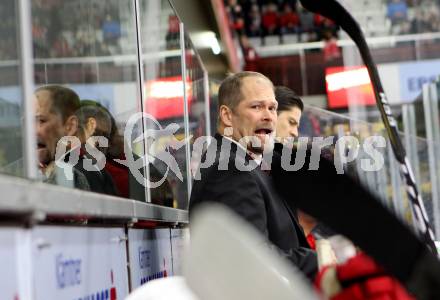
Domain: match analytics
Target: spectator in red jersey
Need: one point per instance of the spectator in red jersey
(289, 20)
(270, 20)
(250, 55)
(235, 13)
(254, 24)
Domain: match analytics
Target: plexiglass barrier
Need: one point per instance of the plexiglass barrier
(121, 70)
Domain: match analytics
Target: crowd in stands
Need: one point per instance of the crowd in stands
(413, 16)
(75, 28)
(259, 18)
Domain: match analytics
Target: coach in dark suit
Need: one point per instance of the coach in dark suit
(247, 120)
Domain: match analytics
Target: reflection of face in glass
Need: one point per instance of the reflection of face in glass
(288, 123)
(255, 116)
(49, 127)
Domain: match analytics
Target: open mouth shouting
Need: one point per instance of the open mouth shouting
(263, 133)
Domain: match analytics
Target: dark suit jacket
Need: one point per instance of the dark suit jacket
(251, 194)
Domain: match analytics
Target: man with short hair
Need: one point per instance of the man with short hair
(247, 120)
(55, 107)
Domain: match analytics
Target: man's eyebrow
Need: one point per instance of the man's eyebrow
(293, 119)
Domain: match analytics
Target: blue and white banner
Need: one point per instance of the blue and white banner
(15, 262)
(179, 244)
(79, 263)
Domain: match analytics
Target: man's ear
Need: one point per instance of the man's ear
(225, 114)
(71, 125)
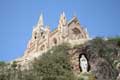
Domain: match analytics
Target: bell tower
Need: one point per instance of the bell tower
(37, 30)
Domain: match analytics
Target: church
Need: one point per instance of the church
(43, 38)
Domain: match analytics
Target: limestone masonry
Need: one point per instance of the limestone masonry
(43, 39)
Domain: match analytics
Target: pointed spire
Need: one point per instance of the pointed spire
(40, 22)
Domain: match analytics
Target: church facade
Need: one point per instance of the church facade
(43, 39)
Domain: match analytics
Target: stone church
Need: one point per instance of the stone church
(43, 39)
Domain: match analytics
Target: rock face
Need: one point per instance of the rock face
(101, 59)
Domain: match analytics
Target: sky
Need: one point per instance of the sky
(18, 17)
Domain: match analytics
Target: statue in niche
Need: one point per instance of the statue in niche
(84, 65)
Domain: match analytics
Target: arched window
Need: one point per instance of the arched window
(42, 47)
(55, 41)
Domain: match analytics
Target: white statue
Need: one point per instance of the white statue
(83, 64)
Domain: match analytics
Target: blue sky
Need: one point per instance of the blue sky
(17, 18)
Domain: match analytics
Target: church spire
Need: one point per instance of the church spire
(62, 20)
(40, 22)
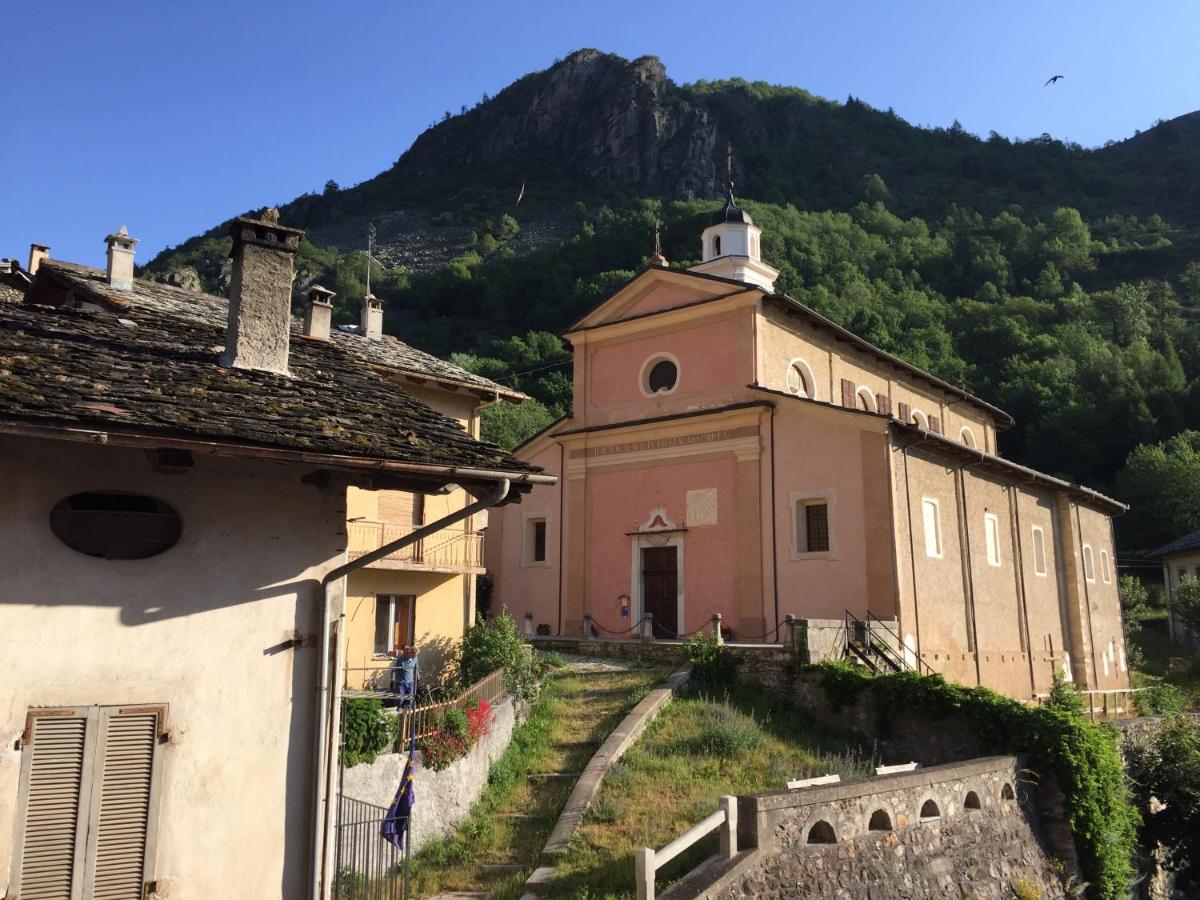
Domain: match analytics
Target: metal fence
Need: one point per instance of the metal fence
(367, 867)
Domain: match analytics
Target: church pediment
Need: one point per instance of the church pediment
(657, 289)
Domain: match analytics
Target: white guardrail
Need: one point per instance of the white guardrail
(648, 861)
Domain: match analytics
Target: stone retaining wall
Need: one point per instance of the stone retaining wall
(443, 798)
(958, 831)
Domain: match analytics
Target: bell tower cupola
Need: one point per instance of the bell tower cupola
(731, 249)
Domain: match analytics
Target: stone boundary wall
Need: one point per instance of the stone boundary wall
(443, 798)
(964, 829)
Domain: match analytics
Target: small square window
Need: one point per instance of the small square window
(931, 519)
(813, 525)
(535, 540)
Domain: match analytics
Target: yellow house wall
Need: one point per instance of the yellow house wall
(439, 618)
(198, 628)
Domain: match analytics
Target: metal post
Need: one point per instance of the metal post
(730, 829)
(643, 868)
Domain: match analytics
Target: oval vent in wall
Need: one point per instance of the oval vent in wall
(114, 525)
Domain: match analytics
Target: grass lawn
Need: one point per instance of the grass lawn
(498, 846)
(1158, 649)
(699, 748)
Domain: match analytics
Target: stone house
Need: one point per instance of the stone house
(174, 573)
(1180, 557)
(733, 451)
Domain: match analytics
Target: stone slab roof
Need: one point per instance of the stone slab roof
(388, 352)
(1180, 545)
(147, 372)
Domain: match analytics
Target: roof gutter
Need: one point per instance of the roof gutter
(328, 718)
(118, 438)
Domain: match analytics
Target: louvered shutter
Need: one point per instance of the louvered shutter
(121, 808)
(49, 828)
(847, 394)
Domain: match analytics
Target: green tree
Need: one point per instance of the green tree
(509, 424)
(1162, 485)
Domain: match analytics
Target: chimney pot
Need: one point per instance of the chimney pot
(120, 259)
(261, 293)
(37, 255)
(372, 317)
(318, 313)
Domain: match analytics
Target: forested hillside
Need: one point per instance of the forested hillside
(1057, 282)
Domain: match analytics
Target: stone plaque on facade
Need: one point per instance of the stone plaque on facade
(702, 508)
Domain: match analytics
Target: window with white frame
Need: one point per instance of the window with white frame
(991, 535)
(799, 379)
(534, 552)
(1039, 551)
(813, 523)
(931, 519)
(394, 623)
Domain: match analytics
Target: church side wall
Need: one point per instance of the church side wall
(517, 582)
(784, 337)
(823, 454)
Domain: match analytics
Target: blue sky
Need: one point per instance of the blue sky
(171, 117)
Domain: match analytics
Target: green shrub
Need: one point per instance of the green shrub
(1161, 699)
(713, 665)
(489, 646)
(370, 730)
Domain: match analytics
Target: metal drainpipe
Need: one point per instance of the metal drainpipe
(328, 719)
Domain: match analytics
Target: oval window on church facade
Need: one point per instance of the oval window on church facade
(661, 376)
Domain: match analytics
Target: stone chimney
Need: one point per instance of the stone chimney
(318, 313)
(120, 259)
(261, 293)
(372, 317)
(37, 252)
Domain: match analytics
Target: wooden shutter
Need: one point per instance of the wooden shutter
(120, 811)
(49, 826)
(87, 820)
(847, 394)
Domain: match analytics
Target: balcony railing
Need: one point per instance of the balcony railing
(453, 549)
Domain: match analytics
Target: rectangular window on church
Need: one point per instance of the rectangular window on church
(931, 520)
(813, 525)
(991, 535)
(1039, 551)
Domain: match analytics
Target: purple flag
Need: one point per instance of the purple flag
(395, 825)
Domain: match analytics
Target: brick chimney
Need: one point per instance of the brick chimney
(120, 259)
(372, 317)
(261, 293)
(37, 252)
(318, 313)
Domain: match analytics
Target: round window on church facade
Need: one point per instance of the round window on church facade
(661, 376)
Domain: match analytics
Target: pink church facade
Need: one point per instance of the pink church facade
(731, 451)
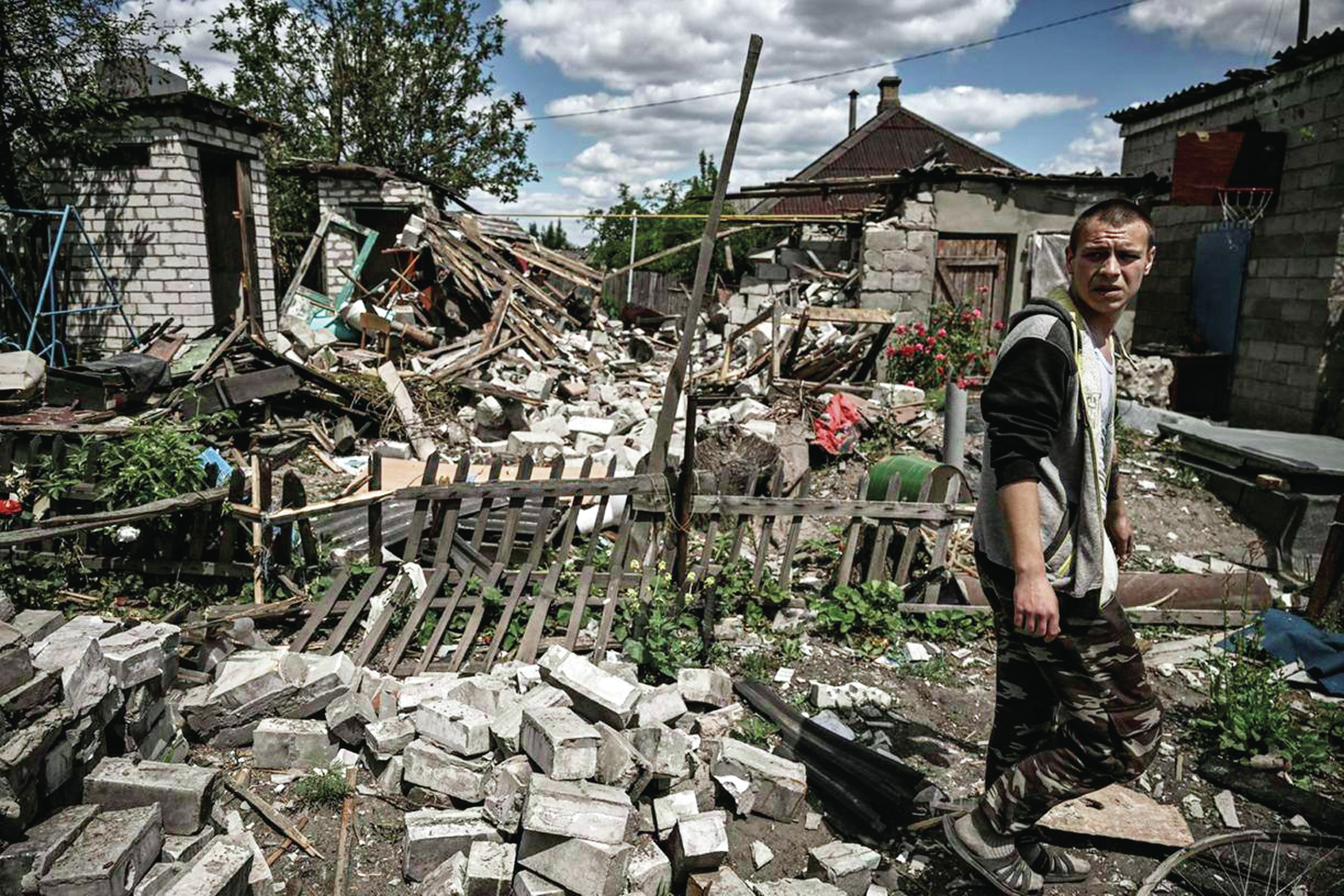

++++++++++++++++++++

▸ **YOUR INSTRUCTIONS**
Locate every line above that contains the string "boundary", and copy each one in full. Case counts.

▸ **TASK RESULT**
Target: stone boundary wall
Need: one point per instance of the stone boundary wall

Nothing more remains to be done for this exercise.